The first time I was witness to anti-black racism in Canada I was only eight years old. I had befriended a black boy named Shane in my class. One day, as Shane and I were walking home he told me that every time he goes into the corner tuck shop to buy something, the clerk follows him around the store.
At first, I didn't believe Shane. But, sure enough, the first time we went there together after school, the shop owner never left Shane's side. The second time, he watched Shane like a hawk from behind the counter. The third time, I proposed to Shane that since he gets followed, I would steal some candy because no one would be watching me. For roughly six months I lived a life of crime and Shane and I would giggle uncontrollably as we ate unlimited packs of Twizzlers and Snickers bars.
Last week, when the Ontario government and the Toronto Police Services Board (TPSB) announced their decision to continue the controversial practice of carding—i.e. racially profiled street stops—with some regulations and to not destroy the data accumulated so far, I thought of Shane.
Officially known as the Community Contacts Policy, carding allows police officers to detain, question, and store personal information about individual people's addresses, height, weight, skin colour, accent etc. into a vast police database; all without arresting the individual.
Toronto Police Service (TPS) says the practice of carding is simply an intelligence gathering initiative and that it does not purposefully target individuals because of their race. However, members of black and other racialized communities testify that they are being targeted simply for the colour of their skin. And after Ontario launched an investigation into the practice, the data collected reaffirmed the communities' assertions that they are disproportionately represented.
The final regulations put into place by the province of Ontario on the practice of carding come into effect on January 1, 2017. After the new year, officers must inform the person of their right to not provide identifying information and they must also provide a reason for requesting the information. The regulations are also very specific citing that the reasons cannot be arbitrary, based on race, or because the person refused to answer a question. Officers must now also offer a document that includes their name and badge number and information on how to contact the office of the Independent Police Review Director if there are concerns about the detainment and questioning.
Similar to the regulations on New York City's "stop and frisk" program, the Ontario Human Rights Commission raised concerns about the practice of carding in 2014. As did NDP MPP Jagmeet Singh, who has been stopped on numerous occasions for no apparent reason. Singh has called for an outright ban on the practice which he says "violates Canada's Charter of Rights and Freedoms."

- Problem details: Return the passage of the article on carding from "Officially known as" up to and including "arresting the individual.", word for word.

- Listed records:
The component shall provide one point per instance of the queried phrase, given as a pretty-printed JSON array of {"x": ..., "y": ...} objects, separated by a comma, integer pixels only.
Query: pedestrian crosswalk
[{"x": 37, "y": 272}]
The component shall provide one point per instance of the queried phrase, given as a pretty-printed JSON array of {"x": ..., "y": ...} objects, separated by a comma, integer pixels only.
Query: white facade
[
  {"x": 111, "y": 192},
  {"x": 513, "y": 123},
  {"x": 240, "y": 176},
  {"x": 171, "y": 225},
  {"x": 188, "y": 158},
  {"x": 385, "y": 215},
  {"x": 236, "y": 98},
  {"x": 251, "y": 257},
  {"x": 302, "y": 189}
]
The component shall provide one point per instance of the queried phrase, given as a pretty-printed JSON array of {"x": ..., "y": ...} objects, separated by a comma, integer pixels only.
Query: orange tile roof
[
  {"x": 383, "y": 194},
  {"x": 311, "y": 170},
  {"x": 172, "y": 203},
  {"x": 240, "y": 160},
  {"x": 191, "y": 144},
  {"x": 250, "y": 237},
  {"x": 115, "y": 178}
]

- Answer in full:
Officially known as the Community Contacts Policy, carding allows police officers to detain, question, and store personal information about individual people's addresses, height, weight, skin colour, accent etc. into a vast police database; all without arresting the individual.